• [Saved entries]

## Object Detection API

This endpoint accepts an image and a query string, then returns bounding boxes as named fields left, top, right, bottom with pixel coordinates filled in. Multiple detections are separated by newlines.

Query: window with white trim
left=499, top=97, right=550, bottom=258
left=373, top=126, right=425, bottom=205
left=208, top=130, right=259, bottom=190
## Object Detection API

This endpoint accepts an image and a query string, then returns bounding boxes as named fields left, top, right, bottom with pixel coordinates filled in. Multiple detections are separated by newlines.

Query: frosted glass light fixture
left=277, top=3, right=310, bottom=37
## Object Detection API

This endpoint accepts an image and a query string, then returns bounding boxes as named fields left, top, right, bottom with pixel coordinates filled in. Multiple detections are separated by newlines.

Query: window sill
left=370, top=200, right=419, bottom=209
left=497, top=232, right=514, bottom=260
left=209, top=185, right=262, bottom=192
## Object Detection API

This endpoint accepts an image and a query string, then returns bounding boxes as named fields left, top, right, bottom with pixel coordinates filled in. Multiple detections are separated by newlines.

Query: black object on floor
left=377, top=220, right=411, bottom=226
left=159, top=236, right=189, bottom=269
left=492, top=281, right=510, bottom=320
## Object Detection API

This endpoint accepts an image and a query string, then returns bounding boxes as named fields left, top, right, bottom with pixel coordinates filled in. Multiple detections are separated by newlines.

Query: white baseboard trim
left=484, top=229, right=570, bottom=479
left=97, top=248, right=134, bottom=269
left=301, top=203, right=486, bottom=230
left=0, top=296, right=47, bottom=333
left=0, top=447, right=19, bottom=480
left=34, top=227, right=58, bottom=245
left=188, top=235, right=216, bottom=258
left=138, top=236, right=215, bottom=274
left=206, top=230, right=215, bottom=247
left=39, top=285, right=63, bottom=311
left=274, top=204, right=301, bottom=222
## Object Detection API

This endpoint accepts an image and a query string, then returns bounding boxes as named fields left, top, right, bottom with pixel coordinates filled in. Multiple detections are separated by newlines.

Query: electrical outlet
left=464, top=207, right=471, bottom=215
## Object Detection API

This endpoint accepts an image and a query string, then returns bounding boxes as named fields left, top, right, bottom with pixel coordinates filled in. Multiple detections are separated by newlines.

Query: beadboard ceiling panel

• [YOUR GOAL] Make an exact transcription of all the records.

• [RESPONSE TO THE EXERCISE]
## Object Detection API

This endpoint accepts an image and a query string, then returns bounding boxes as named fields left, top, right, bottom with pixel coordinates filled in. Multiple detections are separated by newlines.

Query: window with white trim
left=499, top=97, right=550, bottom=258
left=373, top=126, right=425, bottom=205
left=208, top=130, right=259, bottom=190
## Object Detection API

This endpoint accepts an image and a query string, then returns bounding boxes as named fields left, top, right, bottom with pixel coordinates filled in. Multiple detections are separated by newlines.

Query: frosted glass light fixture
left=277, top=3, right=310, bottom=37
## Object Detection API

This endpoint accepts an image and a query string, then returns bounding boxes as named fields left, top, right, bottom with pixel coordinates filled in. Multiple detections are separated by newlines.

Query: window sill
left=370, top=200, right=419, bottom=209
left=497, top=232, right=514, bottom=260
left=209, top=185, right=262, bottom=192
## Object Detection API

This endpoint accepts an image and a query string, then returns bounding boxes as named fields left, top, right, bottom with pixel coordinates filled in. Multiple detections are separated by newlines.

Query: black object on floor
left=377, top=220, right=411, bottom=226
left=159, top=236, right=189, bottom=269
left=492, top=281, right=510, bottom=320
## Object Detection API

This endpoint accepts an image and a query string, then returns bounding boxes as named fields left, top, right, bottom with pixel coordinates filled in. Multiple detections are separated by newlines.

Query: white baseboard trim
left=484, top=229, right=570, bottom=479
left=97, top=248, right=134, bottom=269
left=301, top=203, right=486, bottom=230
left=0, top=296, right=47, bottom=333
left=0, top=447, right=19, bottom=480
left=34, top=227, right=58, bottom=245
left=188, top=235, right=216, bottom=258
left=138, top=236, right=215, bottom=274
left=206, top=230, right=215, bottom=247
left=39, top=285, right=63, bottom=311
left=274, top=204, right=301, bottom=222
## Object Detection API

This endpoint accepts an image and a query string, then returns bounding boxes as named fields left, top, right, bottom with pixel coordinates filled in. Multiple detections are separated by newlines.

Query: electrical outlet
left=464, top=207, right=471, bottom=215
## Object Detection API

This endpoint accepts an image and a query string, then returns bounding boxes as named fields left, top, right, bottom with pixel coordinates filled in. Multiple detections are separated by newlines.

Query: beadboard ceiling panel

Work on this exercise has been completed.